Entries taken from a collection
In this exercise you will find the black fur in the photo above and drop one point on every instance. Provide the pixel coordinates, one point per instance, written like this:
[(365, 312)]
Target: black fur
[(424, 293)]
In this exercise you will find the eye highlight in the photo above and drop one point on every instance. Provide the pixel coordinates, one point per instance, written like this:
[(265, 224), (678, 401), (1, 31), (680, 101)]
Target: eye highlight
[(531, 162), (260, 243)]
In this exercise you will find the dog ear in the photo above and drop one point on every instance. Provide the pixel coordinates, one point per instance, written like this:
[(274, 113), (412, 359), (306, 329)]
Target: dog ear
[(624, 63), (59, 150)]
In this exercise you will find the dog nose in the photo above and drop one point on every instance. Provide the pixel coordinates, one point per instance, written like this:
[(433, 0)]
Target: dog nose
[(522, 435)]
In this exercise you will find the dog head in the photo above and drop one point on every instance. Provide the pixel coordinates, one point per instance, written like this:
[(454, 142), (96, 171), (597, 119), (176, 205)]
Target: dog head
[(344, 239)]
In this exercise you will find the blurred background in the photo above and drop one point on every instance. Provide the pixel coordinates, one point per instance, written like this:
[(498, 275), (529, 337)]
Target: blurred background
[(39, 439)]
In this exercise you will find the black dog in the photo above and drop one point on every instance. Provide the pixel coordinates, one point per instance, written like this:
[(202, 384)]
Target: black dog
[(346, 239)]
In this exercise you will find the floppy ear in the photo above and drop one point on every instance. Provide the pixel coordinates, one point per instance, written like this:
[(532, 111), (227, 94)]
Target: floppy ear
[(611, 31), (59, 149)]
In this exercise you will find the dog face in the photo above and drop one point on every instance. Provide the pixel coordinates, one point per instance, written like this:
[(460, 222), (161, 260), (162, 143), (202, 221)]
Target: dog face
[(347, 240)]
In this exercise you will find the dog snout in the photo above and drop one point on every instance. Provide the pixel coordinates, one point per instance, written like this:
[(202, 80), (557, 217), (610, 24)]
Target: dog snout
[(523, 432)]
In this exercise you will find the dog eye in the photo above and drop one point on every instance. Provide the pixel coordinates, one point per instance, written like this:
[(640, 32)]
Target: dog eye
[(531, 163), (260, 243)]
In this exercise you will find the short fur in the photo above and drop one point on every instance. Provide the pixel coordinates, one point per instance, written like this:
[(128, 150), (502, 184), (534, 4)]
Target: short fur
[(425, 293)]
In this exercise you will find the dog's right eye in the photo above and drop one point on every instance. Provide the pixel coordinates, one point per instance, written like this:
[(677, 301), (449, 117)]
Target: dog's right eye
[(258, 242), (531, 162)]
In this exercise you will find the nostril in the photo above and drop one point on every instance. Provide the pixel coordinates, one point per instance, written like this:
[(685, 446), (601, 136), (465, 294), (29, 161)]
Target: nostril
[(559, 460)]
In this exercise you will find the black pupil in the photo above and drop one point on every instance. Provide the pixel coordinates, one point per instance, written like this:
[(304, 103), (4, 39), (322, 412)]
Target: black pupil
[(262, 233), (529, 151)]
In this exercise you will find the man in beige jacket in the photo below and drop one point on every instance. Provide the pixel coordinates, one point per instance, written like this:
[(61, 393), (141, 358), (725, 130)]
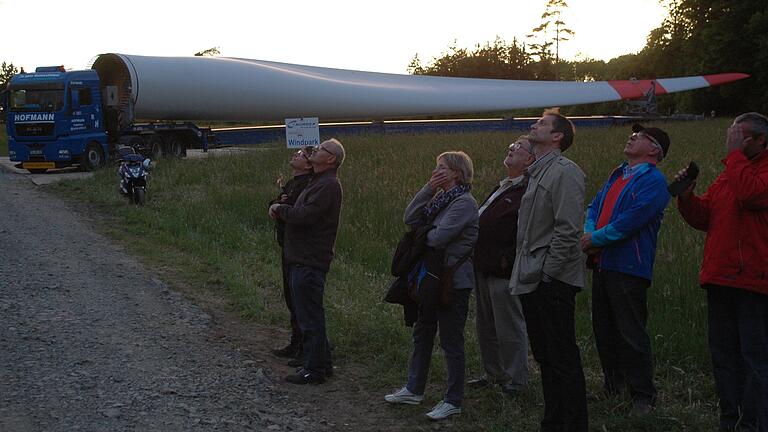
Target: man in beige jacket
[(549, 270)]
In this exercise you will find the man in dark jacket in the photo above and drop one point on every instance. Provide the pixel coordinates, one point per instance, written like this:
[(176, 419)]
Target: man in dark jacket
[(310, 234), (620, 234), (500, 323), (302, 172), (734, 214)]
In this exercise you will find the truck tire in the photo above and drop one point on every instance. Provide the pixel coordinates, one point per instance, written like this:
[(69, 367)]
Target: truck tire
[(93, 157), (174, 147), (155, 147)]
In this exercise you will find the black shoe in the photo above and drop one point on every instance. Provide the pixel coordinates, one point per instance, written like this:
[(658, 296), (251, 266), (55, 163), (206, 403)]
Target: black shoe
[(478, 382), (290, 350), (305, 377), (296, 362)]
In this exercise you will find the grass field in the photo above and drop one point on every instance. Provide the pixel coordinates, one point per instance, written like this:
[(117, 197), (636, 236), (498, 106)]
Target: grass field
[(207, 218)]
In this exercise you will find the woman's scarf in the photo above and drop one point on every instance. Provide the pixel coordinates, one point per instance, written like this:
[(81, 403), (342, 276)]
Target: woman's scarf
[(441, 201)]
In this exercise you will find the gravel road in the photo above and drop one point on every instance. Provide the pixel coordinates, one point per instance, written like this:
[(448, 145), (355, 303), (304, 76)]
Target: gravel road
[(91, 341)]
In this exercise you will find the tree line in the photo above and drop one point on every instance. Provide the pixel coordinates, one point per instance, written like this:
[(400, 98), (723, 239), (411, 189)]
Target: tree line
[(698, 37)]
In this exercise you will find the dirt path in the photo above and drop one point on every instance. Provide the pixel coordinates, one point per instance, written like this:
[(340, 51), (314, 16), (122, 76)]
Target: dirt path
[(92, 340)]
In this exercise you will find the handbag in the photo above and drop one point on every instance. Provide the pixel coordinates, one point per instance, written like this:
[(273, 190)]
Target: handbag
[(409, 250)]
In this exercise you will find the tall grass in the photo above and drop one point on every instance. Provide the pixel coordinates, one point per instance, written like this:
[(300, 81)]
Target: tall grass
[(3, 141), (208, 218)]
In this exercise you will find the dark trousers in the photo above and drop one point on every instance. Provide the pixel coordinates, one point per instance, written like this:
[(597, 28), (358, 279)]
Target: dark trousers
[(549, 315), (307, 287), (738, 342), (450, 320), (295, 329), (619, 318)]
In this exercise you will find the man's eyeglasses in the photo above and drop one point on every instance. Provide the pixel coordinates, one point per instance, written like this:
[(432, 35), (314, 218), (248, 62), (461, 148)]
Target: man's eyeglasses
[(318, 148), (302, 153), (648, 137), (519, 145)]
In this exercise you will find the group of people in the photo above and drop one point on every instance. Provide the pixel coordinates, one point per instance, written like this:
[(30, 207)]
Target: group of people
[(524, 251)]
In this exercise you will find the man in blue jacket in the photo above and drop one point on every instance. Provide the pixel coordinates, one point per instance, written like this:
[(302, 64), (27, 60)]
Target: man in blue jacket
[(620, 234)]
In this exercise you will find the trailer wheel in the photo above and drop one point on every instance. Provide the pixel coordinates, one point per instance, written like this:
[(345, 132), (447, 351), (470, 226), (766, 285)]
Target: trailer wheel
[(175, 147), (93, 157), (155, 147)]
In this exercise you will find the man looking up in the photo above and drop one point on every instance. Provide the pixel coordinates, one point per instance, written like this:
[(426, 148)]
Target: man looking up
[(620, 234), (302, 172), (500, 324), (549, 271), (311, 225), (734, 214)]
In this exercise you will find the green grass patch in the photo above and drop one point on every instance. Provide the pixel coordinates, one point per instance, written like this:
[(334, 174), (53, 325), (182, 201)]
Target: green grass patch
[(207, 219), (3, 141)]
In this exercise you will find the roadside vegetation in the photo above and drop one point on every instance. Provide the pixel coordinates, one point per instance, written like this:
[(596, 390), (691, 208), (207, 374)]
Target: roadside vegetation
[(206, 220)]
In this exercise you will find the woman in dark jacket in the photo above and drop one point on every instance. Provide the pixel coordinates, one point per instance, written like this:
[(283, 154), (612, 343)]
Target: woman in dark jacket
[(445, 203)]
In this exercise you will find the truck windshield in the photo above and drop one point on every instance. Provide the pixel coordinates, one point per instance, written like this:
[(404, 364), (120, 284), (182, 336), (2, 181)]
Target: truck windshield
[(37, 100)]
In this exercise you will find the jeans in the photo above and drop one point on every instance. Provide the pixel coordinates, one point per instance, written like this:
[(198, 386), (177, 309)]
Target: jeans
[(307, 287), (450, 320), (619, 317), (738, 343), (549, 315), (295, 330)]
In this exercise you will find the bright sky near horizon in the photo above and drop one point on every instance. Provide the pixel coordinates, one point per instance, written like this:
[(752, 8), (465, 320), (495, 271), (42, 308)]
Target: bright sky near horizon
[(356, 35)]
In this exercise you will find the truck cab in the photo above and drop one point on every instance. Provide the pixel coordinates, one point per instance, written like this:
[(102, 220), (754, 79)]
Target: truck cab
[(55, 119)]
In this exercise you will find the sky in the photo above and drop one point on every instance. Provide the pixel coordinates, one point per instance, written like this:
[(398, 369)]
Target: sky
[(358, 35)]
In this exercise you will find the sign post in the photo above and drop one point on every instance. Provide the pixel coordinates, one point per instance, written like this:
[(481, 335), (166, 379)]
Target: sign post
[(300, 132)]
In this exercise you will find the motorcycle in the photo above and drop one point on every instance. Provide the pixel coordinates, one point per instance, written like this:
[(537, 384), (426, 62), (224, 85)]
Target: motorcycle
[(133, 172)]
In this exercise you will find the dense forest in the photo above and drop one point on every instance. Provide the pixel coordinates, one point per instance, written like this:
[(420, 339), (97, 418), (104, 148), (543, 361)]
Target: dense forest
[(698, 37)]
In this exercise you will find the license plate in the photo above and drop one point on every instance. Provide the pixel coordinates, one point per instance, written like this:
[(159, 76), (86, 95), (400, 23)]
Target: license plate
[(38, 165)]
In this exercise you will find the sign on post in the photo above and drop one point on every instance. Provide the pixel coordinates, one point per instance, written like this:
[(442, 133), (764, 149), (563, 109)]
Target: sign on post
[(300, 132)]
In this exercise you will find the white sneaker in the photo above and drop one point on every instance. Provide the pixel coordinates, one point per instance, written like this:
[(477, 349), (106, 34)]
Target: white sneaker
[(443, 410), (404, 396)]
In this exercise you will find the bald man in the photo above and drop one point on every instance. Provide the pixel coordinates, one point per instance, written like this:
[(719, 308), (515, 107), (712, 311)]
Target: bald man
[(311, 225)]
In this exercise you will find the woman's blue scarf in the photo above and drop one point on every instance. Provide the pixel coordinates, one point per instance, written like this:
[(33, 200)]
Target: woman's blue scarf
[(441, 201)]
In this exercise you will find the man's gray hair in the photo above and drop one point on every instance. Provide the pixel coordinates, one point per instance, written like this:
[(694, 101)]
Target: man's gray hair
[(336, 149), (461, 162)]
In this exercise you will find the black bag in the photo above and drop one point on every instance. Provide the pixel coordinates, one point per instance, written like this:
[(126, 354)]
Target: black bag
[(409, 250)]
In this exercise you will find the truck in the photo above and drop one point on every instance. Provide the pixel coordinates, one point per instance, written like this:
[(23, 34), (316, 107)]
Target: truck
[(57, 118)]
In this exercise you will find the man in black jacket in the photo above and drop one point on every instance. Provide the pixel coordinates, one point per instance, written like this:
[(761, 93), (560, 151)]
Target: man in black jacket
[(310, 234), (302, 172), (500, 324)]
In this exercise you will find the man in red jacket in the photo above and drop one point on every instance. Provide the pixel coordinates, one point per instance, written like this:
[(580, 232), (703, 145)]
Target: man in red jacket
[(734, 214)]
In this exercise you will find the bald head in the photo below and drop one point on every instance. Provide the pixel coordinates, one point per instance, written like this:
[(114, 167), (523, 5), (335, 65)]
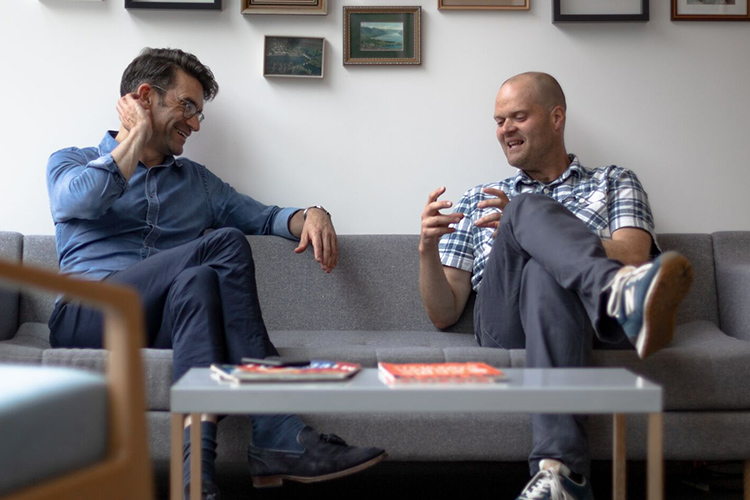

The problem: Say how many lines in the records hold "below", with the number as the whole reply.

Answer to the exercise: 2